─── DOCUMENT PASSAGE ───

IW There is a myriad of blogs in the sector here but I'd certainly recommend Audrey Birt, former colleague, Alliance Associate Director. Audrey writes sincerely and empathically about her world, and Chris Creegan from SCLD writes enormously honestly about his life and life and times. So I would always read those with interest. I just read a fantastic blog from Dr Jennifer Jones who was at UWS where she details her challenges with mental health and her move through her PHD. I'd recommend colleagues to read that as well, but I find most of my solace in the ancients, the classicists, Sophocles, Socrates. Poetry as well, Burns, Seamus Heaney. Anywhere that Shakespeare, anywhere where you can see as through a prism your own life, your own experience. That's what I would do, but for most of my sustenance I read history. That's my great passion I guess.

MD Excellent. Okay. I know you like playing, you're interested in football and have played some football. I don't know whether you've got music for motivation?

IW I'm a big fan of singer songwriters as you'd expect. For a 64-year-old guy like me you wouldn't be surprised to know that I'm a great lover of Springsteen, Bob Dylan, Paul Simon, Tom Waits, you know, the maestro of the macabre as he is. So that's where I find my best times, although I again over the last recent times I've become remarkably open to contemporary bands. I love "First Aid Kit", but I also like classical music as well. I've never ever answered a question on classical music in "University Challenge" yet, but I do like classical music as well.

MD Great! Grand. So who or what are your inspirations in your career?

IW Yeah, that's an interesting, you know, I'm not sure I have that many inspirations in that sense. I'd certainly have inspirations when I was a young lad arriving at Rugby Park in Kilmarnock to play football. There was a guy called Frank Beattie who'd signed for Kilmarnock in 1953 - year I was born - and Frank had broken his leg - this is 1970. He'd broken his leg, he was returning to the last year of his career and I'd trained with him over that period to get him fit, and the interesting thing about Frank Beattie is he's a Kilmarnock legend. In the first 8 years of his time at Kilmarnock he would go down the pit, down the mines for his shift. He'd finish in Stirling. He'd get on a bus to get to Kilmarnock. He'd do his part-time training and he'd go home, be home around midnight and be up the next morning to do the same thing. So that's the start coalescence of how different the game is then from now.

─── EXTRACTED MATERIAL ───

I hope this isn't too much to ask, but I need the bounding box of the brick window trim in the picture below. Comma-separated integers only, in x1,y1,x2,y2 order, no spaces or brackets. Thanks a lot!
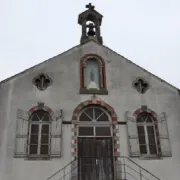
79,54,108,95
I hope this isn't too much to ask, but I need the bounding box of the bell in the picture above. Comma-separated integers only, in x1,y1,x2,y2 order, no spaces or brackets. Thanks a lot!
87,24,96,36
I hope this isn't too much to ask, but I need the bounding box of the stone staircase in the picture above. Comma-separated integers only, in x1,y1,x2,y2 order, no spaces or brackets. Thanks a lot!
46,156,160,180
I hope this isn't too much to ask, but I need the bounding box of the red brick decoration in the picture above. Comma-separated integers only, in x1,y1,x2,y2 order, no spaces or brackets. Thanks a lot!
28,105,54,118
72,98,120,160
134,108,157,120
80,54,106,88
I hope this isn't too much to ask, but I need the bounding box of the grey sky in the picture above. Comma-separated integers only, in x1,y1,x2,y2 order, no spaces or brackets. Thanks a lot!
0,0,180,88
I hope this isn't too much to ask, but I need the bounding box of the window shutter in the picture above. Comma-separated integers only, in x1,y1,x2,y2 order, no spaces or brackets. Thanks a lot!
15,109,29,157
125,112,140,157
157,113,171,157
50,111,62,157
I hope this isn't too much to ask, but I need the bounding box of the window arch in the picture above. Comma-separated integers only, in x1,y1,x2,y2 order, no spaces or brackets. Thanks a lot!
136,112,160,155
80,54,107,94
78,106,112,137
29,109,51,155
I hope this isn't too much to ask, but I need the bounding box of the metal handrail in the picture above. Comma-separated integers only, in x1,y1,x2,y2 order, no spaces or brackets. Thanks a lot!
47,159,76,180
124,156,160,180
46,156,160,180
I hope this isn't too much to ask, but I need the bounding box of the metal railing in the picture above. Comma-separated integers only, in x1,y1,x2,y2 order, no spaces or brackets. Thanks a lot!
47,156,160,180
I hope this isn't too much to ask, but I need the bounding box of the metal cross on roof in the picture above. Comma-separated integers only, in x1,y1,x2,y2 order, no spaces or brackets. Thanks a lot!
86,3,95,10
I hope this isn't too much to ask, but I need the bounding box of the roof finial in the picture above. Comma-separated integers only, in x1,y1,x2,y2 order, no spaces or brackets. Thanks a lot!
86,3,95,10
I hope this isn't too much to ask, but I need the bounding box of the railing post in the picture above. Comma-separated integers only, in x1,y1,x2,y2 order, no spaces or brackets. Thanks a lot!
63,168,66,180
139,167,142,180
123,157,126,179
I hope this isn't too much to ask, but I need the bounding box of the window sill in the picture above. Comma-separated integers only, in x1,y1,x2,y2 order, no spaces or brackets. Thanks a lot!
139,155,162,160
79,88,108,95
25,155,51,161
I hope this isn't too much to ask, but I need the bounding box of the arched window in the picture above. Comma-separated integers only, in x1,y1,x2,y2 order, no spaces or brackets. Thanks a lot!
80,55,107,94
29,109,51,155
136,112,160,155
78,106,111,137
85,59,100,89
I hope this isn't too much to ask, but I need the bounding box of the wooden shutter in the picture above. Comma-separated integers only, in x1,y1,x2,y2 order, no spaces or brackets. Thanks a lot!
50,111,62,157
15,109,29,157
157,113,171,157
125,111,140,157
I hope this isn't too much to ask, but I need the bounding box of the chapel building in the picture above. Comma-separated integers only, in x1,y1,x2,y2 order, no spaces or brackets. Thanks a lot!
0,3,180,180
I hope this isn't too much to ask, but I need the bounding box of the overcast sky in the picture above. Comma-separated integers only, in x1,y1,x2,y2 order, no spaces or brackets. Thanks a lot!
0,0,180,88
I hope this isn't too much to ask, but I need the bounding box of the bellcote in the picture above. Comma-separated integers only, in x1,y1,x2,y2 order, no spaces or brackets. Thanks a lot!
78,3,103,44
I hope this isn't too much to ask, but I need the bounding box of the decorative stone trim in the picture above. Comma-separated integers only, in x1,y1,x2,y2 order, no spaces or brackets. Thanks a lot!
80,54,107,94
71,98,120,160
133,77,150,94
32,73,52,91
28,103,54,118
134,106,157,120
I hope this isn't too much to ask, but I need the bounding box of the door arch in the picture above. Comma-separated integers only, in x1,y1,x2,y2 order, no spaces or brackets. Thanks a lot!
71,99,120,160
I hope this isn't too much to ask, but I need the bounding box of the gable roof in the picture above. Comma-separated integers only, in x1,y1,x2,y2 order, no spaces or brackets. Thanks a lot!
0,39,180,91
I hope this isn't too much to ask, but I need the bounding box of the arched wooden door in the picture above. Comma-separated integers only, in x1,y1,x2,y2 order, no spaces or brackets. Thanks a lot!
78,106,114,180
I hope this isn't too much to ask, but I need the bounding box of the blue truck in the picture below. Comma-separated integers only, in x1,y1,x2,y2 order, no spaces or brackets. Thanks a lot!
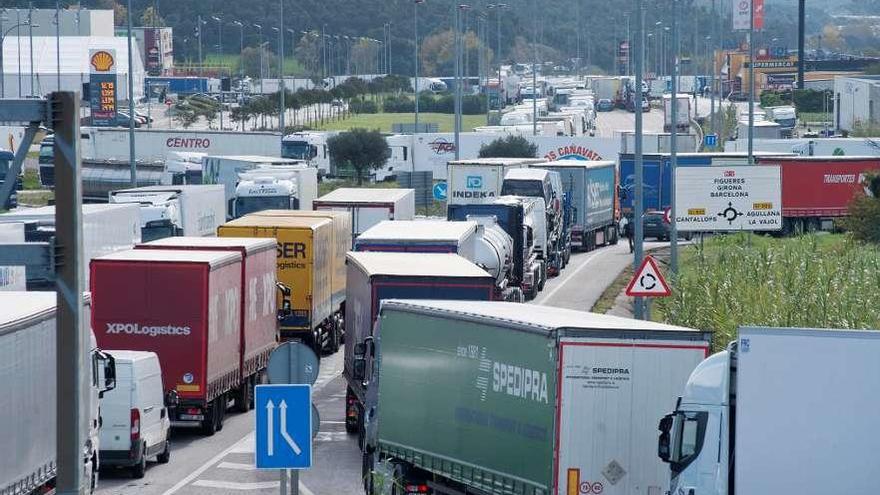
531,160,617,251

───

▶ BRIEF:
Answer these about the interview:
1. Which contemporary band does IW say he loves?
2. In what year did Frank Beattie sign for Kilmarnock?
3. What does IW call his great passion?
The interview and the material are unrelated to each other.

▶ FINISHED ANSWER:
1. First Aid Kit
2. 1953
3. History